### Texto de estudio
En un reportaje escrito por Gabriel García Márquez para la revista italiana
L'Espresso, en abril de 1977, el nobel confesaba haber visto en sus
escondites a guerrilleros montoneros cambiando pañales o dándoles biberones
a sus hijos mientras debatían sobre táctica y estrategia. En ese mismo
reportaje Gabo le pregunta a Mario Eduardo Firmenich, el hombre más buscado
por los militares argentinos por aquella época, si la dureza de la lucha y
el peligro no terminan por deshumanizar a un combatiente.
Por muy humanistas que sean los fines de una causa, opino desde lejos, la
guerra lleva a los combatientes hasta cierto nivel de deshumanización. La
primera vez que ves morir a un camarada, lloras. A la siguiente muerte, te
lamentas. Luego, siguen más muertos, y desde entonces todo aquello lo asumes
como gajes del oficio o de la causa y terminas creyendo que cada combatiente
forma parte de un engranaje que, como una tuerca o un tornillo, puede ser
relevado cuando se quiebra.
Pero eso no significa que en la memoria sensitiva del combatiente
desparezcan valores como el amor, la piedad, el perdón, la pasión, la
caridad o la justicia. La guerra tiene momentos de pausa y es entonces, en
esas largas noches de silencio que se viven en los campamentos de campaña,
cuando el guerrero recobra su humanidad. Esto sólo lo puede entender un
soldado o un guerrillero. Esos políticos locos que trinan como aves de
guerra no entienden de eso.

Registros de origen
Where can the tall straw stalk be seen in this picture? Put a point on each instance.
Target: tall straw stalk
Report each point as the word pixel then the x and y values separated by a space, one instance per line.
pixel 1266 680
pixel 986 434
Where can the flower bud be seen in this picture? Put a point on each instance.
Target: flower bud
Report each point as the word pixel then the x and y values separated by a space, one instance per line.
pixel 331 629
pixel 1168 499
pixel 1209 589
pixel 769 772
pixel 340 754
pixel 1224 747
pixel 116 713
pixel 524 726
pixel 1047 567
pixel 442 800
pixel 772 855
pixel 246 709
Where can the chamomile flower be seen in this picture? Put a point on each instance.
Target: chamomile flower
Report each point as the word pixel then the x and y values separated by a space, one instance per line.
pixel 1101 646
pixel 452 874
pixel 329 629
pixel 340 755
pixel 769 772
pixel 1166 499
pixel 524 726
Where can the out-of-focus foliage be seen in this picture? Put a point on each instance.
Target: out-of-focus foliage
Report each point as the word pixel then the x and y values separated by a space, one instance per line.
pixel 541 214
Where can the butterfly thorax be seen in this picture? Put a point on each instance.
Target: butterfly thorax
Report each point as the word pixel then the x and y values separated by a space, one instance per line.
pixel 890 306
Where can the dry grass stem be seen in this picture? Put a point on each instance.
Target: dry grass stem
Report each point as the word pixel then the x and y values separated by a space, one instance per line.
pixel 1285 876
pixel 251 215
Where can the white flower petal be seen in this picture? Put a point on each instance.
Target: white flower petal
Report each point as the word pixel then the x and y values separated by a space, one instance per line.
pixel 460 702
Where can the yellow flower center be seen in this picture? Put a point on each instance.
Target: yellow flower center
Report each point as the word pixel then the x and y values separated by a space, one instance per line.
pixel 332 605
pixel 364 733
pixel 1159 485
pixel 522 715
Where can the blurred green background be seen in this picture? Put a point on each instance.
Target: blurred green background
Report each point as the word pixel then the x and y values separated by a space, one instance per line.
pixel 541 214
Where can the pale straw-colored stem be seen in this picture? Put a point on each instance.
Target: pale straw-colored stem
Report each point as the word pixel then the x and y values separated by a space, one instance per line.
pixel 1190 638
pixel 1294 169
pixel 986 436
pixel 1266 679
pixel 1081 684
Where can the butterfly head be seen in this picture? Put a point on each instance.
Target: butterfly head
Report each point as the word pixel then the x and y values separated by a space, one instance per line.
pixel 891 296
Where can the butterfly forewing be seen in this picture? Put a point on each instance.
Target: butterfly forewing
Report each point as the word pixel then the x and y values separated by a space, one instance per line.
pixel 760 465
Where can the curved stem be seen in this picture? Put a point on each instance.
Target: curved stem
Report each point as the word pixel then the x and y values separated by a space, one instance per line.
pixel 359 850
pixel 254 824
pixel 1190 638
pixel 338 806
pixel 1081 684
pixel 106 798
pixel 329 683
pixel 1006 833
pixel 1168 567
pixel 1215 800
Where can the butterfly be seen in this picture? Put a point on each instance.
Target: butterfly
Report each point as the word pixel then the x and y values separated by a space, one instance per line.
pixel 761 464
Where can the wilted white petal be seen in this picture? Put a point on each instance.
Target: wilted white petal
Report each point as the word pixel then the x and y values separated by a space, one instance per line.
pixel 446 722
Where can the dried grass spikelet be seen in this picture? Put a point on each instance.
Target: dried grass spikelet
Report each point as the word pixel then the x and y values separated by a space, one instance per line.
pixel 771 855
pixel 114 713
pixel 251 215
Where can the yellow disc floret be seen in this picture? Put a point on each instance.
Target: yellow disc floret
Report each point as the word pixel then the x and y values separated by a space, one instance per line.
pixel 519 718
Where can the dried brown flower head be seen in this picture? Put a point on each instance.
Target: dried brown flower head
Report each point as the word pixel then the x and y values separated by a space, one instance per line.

### Conjunto de tareas
[1] Enumera todos los valores que, según el texto de estudio, no desaparecen de la memoria sensitiva del combatiente.
[2] Según el texto de estudio, ¿en qué revista italiana publicó García Márquez su reportaje de abril de 1977?
[3] Reproduce el fragmento del texto de estudio que va desde "En un reportaje" hasta "a un combatiente.", ambos incluidos.

### Resultados del ejercicio
[1] El amor, la piedad, el perdón, la pasión, la caridad y la justicia.

[2] En L'Espresso.

[3]
En un reportaje escrito por Gabriel García Márquez para la revista italiana
L'Espresso, en abril de 1977, el nobel confesaba haber visto en sus
escondites a guerrilleros montoneros cambiando pañales o dándoles biberones
a sus hijos mientras debatían sobre táctica y estrategia. En ese mismo
reportaje Gabo le pregunta a Mario Eduardo Firmenich, el hombre más buscado
por los militares argentinos por aquella época, si la dureza de la lucha y
el peligro no terminan por deshumanizar a un combatiente.